(Records from a data collection)
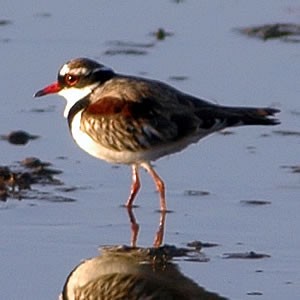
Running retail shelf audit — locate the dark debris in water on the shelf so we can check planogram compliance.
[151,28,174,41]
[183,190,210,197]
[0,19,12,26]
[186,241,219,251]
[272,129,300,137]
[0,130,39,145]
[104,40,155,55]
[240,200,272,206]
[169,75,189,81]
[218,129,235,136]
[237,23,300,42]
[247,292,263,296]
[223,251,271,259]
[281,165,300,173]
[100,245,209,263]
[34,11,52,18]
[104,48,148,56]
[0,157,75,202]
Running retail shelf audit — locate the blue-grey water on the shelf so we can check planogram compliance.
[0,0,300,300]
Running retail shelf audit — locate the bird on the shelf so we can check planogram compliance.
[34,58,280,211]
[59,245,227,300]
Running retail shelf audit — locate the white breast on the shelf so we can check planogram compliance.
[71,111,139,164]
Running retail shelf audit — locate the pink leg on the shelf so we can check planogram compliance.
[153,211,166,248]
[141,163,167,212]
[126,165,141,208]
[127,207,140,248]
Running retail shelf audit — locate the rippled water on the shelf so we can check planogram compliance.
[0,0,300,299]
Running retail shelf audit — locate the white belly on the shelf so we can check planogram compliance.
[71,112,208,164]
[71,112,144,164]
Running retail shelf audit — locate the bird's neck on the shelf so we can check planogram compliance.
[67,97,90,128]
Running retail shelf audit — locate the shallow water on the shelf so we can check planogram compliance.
==
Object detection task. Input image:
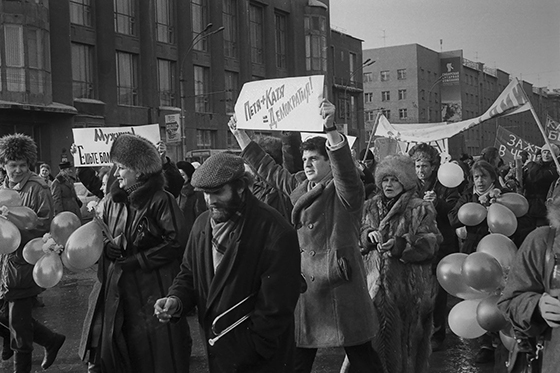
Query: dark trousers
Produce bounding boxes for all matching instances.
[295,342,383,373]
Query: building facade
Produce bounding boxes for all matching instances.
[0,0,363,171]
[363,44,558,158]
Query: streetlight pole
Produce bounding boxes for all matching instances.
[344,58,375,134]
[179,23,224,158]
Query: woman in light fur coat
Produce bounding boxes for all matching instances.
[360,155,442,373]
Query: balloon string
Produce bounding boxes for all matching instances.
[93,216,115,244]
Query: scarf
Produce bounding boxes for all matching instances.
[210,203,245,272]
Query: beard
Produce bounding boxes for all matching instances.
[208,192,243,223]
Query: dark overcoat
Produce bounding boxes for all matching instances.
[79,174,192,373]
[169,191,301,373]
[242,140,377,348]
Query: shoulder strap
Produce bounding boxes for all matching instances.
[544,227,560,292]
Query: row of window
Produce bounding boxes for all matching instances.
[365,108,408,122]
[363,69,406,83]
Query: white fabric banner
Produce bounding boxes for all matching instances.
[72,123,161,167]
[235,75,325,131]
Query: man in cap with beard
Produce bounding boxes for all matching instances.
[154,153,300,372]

> [Work required]: Print the records word for word, beginning at the line that contains "Query: man in cap with beard" and stopping after the line that contains "[154,153,300,372]".

> [Problem solution]:
Query: man in cap with beard
Produce bounding boxes for all matching instances.
[154,153,300,372]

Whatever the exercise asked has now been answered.